▶ [Directions for this task]: Would you reproduce, word for word, only the lines from the one with "jacket in the picture above?" to the end of the listing below?

▶ [Data]:

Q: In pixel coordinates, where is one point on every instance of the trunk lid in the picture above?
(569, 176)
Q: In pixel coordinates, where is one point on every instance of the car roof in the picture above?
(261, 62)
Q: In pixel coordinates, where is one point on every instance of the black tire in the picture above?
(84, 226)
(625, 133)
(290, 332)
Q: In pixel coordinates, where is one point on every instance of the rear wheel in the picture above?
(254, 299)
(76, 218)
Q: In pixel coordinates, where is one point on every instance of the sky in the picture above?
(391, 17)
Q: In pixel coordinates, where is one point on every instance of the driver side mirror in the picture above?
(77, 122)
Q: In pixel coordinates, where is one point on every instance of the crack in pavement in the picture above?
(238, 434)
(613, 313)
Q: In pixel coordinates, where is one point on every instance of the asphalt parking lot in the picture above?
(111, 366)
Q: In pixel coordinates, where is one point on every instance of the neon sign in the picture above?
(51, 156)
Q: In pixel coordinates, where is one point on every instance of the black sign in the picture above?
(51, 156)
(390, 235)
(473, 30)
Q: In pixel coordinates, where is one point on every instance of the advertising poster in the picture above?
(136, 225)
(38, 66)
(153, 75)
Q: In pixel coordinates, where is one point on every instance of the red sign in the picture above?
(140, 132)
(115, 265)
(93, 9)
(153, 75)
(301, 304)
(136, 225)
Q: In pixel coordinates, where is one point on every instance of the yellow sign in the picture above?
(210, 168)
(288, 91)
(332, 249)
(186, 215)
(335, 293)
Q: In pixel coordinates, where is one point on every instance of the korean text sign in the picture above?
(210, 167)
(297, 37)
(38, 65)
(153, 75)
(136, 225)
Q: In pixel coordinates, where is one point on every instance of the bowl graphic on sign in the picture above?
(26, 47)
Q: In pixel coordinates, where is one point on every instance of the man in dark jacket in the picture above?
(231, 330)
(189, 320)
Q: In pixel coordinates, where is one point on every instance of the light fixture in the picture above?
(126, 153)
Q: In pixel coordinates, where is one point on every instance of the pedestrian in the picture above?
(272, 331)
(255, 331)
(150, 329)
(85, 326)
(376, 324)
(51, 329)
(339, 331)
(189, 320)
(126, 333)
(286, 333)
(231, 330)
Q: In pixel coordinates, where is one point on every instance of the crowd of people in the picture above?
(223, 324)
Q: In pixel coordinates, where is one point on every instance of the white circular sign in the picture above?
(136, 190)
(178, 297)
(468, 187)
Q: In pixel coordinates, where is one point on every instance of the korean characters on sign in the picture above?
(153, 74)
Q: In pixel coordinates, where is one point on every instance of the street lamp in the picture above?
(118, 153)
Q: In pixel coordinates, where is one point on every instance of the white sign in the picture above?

▶ [Response to this exercise]:
Q: In pixel coordinates, where is one point on every instance of the man in dark jacket in the picture above?
(231, 330)
(189, 320)
Q: In pixel coordinates, where is one point on every instance of the light fixture in the picture above?
(126, 153)
Q: In pixel coordinates, where is one point on every instance of the pedestrian in the picture above?
(272, 331)
(255, 331)
(150, 329)
(85, 326)
(376, 324)
(51, 329)
(339, 331)
(189, 320)
(126, 333)
(286, 333)
(231, 330)
Q: In pixel coordinates, where is one point on every instance of the crowd of people in the picture above?
(223, 324)
Q: In pixel coordinates, where is one point on every instance of the white circular sign in the picture above?
(136, 190)
(178, 297)
(468, 187)
Q: In pixel coordinates, where is one point on every instance of the korean characters on sign in the picture above?
(153, 74)
Q: In pixel coordinates, where is one point on every instance of the street lamp in the picture above?
(118, 153)
Q: In pixel coordinates, where is one point on every instance of the white sign in the picture above?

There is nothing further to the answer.